[Records from a data collection]

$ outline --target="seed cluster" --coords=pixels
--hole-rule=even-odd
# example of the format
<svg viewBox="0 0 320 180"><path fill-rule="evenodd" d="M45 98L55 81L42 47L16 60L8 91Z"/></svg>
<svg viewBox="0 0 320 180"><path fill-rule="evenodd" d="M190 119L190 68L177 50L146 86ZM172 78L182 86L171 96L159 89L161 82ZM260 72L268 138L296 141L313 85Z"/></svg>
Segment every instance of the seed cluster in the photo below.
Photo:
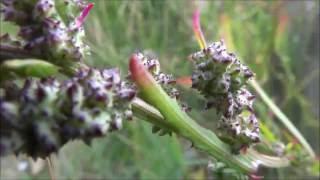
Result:
<svg viewBox="0 0 320 180"><path fill-rule="evenodd" d="M57 152L66 142L95 137L131 119L135 90L117 69L80 70L72 79L5 82L0 88L0 155L26 153L34 158Z"/></svg>
<svg viewBox="0 0 320 180"><path fill-rule="evenodd" d="M18 44L11 45L60 66L70 66L89 53L78 22L84 0L1 0L0 4L1 17L19 26Z"/></svg>
<svg viewBox="0 0 320 180"><path fill-rule="evenodd" d="M149 70L153 78L162 86L171 98L178 99L179 91L174 87L176 80L171 74L161 72L159 60L151 55L137 53L143 65Z"/></svg>
<svg viewBox="0 0 320 180"><path fill-rule="evenodd" d="M192 87L205 96L207 108L214 107L221 115L220 137L235 152L259 142L259 124L252 107L255 96L246 89L252 71L227 52L222 40L194 53L192 59Z"/></svg>

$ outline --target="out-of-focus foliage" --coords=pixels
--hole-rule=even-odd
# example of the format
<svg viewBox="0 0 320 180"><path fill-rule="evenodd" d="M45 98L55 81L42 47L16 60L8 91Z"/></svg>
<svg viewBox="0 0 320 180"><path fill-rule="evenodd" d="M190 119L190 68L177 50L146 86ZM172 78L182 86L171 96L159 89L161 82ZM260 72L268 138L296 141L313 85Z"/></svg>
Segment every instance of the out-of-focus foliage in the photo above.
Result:
<svg viewBox="0 0 320 180"><path fill-rule="evenodd" d="M199 48L193 36L192 1L95 0L86 21L92 56L86 61L98 67L120 66L127 71L130 54L150 49L161 59L164 72L191 74L188 55ZM224 38L256 73L256 78L277 105L301 130L319 154L319 2L318 1L202 1L202 28L207 41ZM1 34L15 27L0 22ZM215 111L203 111L204 101L193 92L182 93L191 115L206 127L218 120ZM259 97L257 117L274 141L288 143L290 135ZM175 136L152 134L150 124L135 120L120 133L93 142L92 148L74 142L54 158L59 178L173 178L213 177L206 156ZM263 130L262 130L263 131ZM267 132L267 131L264 131ZM292 140L293 141L293 140ZM292 142L294 143L294 142ZM291 143L291 144L292 144ZM289 146L291 146L289 144ZM290 147L287 147L290 148ZM11 159L2 159L1 177L31 177L14 170ZM315 166L313 171L319 173ZM299 168L262 169L265 178L305 178ZM35 177L47 177L43 170Z"/></svg>

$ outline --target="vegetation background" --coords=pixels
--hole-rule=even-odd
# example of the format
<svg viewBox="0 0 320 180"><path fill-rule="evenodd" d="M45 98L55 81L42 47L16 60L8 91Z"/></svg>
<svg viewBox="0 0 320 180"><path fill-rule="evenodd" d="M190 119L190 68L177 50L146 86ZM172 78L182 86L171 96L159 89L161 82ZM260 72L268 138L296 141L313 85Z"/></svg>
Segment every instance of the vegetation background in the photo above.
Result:
<svg viewBox="0 0 320 180"><path fill-rule="evenodd" d="M176 77L191 74L188 55L199 47L192 30L194 2L189 0L94 0L85 26L92 47L87 62L119 67L127 73L136 50L152 50L162 70ZM224 38L256 72L256 79L319 155L319 1L201 1L201 23L208 42ZM3 21L1 34L16 28ZM204 111L195 92L183 91L195 119L208 128L217 120ZM287 130L257 98L259 119L284 141ZM287 143L287 142L286 142ZM135 119L92 147L67 144L55 157L58 179L210 179L208 157L176 136L154 135L150 124ZM1 159L0 179L48 178L47 168L25 169L25 157ZM40 163L40 167L41 167ZM20 170L19 170L20 169ZM266 179L304 179L295 167L262 169Z"/></svg>

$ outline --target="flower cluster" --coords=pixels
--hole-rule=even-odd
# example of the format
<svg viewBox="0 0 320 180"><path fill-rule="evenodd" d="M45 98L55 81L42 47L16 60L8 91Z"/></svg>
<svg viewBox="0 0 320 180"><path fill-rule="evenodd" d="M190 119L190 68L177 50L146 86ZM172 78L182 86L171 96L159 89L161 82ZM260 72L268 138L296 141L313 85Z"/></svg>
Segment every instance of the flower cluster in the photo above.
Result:
<svg viewBox="0 0 320 180"><path fill-rule="evenodd" d="M19 27L19 43L12 41L12 46L64 67L89 53L81 25L92 4L84 0L1 0L0 4L1 17Z"/></svg>
<svg viewBox="0 0 320 180"><path fill-rule="evenodd" d="M214 107L221 115L220 137L231 144L235 152L259 142L259 125L253 112L255 96L247 89L247 81L254 76L235 54L218 41L192 55L195 68L192 87L207 100L207 108Z"/></svg>
<svg viewBox="0 0 320 180"><path fill-rule="evenodd" d="M90 143L132 118L135 94L117 69L80 70L61 83L54 78L28 79L22 87L5 82L0 88L0 155L46 157L73 139Z"/></svg>
<svg viewBox="0 0 320 180"><path fill-rule="evenodd" d="M143 65L148 69L153 78L159 83L162 88L168 93L171 98L178 99L179 91L174 87L176 84L175 78L171 74L161 72L159 60L147 53L137 53L138 58Z"/></svg>

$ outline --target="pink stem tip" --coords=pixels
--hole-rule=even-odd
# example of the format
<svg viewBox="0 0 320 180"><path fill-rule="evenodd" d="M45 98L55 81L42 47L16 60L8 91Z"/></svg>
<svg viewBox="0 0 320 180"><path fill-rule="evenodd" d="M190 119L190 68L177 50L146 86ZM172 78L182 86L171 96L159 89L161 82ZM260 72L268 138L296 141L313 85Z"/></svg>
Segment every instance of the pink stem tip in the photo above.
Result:
<svg viewBox="0 0 320 180"><path fill-rule="evenodd" d="M201 49L204 49L207 47L206 41L204 39L204 35L201 31L200 27L200 11L199 9L196 9L193 13L193 18L192 18L192 26L193 26L193 31L196 35L197 41L200 45Z"/></svg>
<svg viewBox="0 0 320 180"><path fill-rule="evenodd" d="M86 17L88 16L89 12L91 11L91 9L93 8L94 4L93 3L89 3L81 12L80 16L77 18L76 20L76 27L79 28L82 26L82 24L84 23Z"/></svg>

Instructions for the task: Report how many lines in the records above contain the word "seed", giving only the number.

Your response: 2